Photo object pointing records
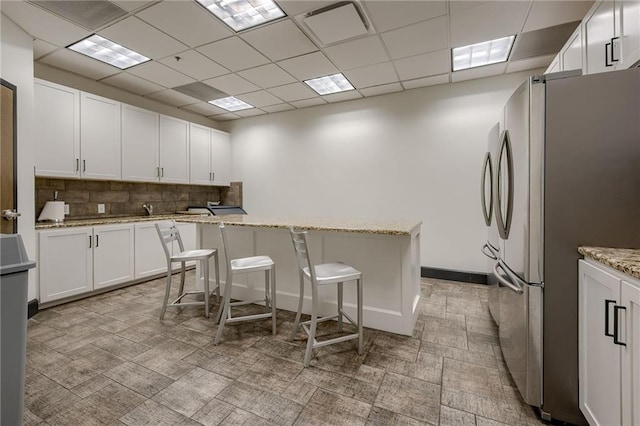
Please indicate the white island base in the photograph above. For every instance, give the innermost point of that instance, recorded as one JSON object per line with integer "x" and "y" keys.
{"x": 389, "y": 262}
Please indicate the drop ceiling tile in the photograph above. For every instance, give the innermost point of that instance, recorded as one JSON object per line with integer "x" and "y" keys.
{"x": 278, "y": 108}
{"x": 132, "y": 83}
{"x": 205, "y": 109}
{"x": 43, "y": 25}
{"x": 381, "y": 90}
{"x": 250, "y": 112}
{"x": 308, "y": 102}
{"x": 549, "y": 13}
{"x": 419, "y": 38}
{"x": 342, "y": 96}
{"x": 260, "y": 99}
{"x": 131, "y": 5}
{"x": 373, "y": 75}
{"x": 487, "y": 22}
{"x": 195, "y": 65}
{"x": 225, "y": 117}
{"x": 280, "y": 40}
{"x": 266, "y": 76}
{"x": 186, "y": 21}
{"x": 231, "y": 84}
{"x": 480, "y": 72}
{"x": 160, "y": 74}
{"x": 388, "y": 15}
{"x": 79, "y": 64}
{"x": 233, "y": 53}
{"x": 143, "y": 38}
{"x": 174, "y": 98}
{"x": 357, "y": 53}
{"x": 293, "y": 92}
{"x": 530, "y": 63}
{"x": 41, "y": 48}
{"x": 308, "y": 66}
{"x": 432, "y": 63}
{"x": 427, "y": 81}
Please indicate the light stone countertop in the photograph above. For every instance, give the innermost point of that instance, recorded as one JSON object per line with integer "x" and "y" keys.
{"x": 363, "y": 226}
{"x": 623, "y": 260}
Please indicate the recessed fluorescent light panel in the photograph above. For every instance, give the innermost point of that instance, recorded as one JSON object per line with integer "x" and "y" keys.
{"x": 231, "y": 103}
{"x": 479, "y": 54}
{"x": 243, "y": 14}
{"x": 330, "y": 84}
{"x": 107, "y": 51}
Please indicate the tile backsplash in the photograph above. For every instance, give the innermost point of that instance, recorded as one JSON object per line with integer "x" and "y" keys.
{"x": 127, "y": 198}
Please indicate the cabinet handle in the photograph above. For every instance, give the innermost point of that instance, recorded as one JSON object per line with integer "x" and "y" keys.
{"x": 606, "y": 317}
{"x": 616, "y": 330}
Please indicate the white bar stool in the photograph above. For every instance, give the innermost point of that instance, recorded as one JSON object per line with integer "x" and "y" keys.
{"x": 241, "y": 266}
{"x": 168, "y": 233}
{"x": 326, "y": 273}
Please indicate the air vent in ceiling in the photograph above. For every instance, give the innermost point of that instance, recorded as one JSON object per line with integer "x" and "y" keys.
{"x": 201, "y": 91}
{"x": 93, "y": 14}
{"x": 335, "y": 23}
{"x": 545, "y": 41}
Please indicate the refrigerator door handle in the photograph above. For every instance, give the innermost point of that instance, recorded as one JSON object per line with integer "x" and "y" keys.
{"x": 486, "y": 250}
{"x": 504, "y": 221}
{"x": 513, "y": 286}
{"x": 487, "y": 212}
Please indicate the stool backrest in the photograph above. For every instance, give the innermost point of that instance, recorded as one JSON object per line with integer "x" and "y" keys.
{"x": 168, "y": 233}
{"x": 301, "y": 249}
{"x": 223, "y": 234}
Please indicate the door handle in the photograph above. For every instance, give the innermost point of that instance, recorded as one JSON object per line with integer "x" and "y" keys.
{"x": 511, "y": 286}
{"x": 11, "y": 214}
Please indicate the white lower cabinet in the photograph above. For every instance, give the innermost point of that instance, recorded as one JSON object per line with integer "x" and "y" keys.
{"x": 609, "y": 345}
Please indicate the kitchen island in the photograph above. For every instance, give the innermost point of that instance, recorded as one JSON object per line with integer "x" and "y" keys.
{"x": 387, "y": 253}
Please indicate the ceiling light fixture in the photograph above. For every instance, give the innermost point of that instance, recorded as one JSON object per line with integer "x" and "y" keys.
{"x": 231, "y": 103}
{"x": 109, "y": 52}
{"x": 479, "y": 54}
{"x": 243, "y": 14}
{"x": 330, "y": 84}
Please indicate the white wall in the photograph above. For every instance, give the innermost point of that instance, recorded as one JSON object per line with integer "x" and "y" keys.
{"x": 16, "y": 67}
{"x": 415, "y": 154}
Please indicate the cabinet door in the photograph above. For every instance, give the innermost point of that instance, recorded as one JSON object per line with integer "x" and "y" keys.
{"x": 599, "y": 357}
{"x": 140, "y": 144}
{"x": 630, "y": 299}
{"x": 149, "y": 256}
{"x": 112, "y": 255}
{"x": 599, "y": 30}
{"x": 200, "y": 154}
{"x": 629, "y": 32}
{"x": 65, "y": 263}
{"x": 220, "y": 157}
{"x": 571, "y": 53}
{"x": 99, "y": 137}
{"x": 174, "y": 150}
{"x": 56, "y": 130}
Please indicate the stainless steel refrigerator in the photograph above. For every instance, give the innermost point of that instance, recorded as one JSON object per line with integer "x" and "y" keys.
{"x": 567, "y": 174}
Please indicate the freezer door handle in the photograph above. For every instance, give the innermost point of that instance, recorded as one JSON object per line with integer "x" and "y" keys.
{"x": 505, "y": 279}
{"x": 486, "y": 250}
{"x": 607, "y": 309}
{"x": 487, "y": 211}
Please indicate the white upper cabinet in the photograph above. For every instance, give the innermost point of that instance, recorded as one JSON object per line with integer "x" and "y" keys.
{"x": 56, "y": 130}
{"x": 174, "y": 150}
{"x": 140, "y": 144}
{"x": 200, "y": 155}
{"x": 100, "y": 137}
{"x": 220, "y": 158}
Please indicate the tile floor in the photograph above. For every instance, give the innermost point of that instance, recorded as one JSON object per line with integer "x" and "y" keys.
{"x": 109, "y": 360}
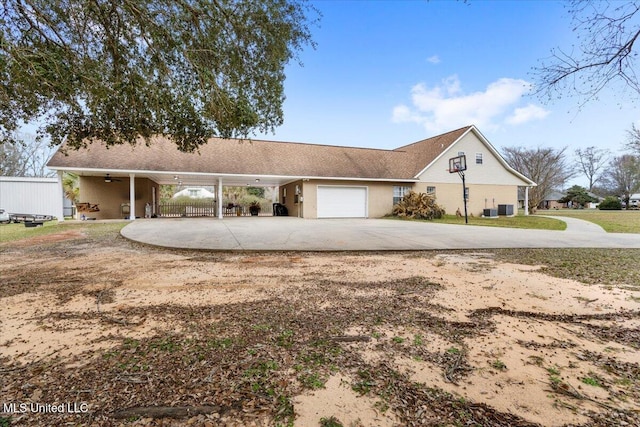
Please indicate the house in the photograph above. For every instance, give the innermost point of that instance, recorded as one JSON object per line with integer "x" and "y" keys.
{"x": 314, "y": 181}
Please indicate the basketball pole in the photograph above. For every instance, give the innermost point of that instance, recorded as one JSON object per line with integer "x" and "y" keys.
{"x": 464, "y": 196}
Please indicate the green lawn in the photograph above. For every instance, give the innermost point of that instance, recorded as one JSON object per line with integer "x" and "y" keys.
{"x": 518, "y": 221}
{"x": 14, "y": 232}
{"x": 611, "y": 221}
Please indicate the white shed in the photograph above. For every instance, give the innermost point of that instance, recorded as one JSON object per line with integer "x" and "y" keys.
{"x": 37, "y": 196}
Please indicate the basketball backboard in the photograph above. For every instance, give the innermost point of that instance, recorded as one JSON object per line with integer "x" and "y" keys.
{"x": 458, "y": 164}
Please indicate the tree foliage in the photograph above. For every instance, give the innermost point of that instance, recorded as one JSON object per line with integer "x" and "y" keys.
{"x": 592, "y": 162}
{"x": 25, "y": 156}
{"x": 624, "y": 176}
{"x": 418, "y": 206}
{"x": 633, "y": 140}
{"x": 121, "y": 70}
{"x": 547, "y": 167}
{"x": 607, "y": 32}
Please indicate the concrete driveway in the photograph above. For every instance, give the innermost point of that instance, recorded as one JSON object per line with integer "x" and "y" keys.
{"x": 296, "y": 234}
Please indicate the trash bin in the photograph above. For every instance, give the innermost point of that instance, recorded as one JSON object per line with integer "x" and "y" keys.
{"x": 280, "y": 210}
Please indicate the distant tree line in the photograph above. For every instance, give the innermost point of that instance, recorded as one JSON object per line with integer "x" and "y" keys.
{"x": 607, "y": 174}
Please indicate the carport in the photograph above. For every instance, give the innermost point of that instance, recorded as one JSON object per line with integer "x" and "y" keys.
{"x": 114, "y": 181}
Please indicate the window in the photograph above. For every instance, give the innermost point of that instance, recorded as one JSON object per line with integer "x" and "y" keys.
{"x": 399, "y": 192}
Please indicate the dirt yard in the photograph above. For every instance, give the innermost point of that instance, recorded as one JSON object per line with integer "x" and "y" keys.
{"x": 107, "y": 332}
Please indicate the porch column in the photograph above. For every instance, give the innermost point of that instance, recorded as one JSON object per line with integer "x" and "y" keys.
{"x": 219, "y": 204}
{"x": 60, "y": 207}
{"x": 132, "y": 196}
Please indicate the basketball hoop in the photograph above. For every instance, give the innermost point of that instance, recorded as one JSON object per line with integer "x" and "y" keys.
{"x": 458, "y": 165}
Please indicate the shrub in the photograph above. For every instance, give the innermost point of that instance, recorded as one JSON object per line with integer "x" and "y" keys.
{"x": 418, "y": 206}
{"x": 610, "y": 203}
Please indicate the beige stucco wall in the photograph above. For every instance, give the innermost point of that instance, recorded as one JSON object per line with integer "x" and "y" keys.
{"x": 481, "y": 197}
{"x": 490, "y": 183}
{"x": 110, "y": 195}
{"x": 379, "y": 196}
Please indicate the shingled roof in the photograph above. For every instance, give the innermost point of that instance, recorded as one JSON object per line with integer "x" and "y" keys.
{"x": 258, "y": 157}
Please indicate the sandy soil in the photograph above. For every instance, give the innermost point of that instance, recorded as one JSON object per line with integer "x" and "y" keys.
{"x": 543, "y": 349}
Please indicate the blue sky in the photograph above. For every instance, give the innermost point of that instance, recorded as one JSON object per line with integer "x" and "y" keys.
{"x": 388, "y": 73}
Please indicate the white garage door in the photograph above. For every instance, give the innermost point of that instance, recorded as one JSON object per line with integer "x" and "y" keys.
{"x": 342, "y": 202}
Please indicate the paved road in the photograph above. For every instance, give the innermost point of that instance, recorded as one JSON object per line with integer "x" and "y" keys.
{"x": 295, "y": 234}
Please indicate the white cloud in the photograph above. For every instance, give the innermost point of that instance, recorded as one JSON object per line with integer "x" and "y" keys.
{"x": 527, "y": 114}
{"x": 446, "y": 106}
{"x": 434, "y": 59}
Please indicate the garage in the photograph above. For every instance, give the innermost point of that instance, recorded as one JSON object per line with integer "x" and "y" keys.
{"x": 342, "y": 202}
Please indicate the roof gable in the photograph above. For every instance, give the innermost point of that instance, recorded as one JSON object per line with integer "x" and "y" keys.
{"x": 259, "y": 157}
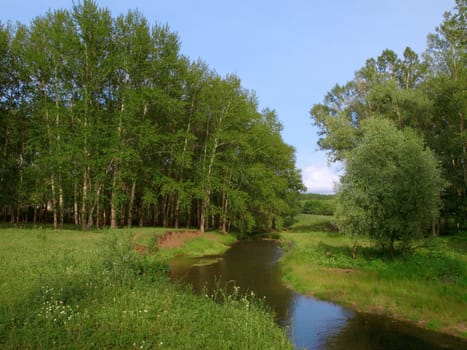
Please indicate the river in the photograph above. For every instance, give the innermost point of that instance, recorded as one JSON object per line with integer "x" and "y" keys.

# Request
Leaving the pictures out, set down exactly the lines from the one with "Please indicate the garage" through the end of the records.

# Exercise response
Please indicate the garage in the photograph above. For every instance, give the innermost point of that instance, recorded as one JSON object per line with integer "x" and "y" keys.
{"x": 342, "y": 202}
Please indicate the roof gable in the photograph above. For every instance, give the innermost point of that instance, recorded as one JSON object per line with integer "x" and "y" keys.
{"x": 259, "y": 157}
Please indicate the river in the photograph above. For every instance, give the innermost point of that instance, recorded as one JSON object per line with integer "x" and "y" keys.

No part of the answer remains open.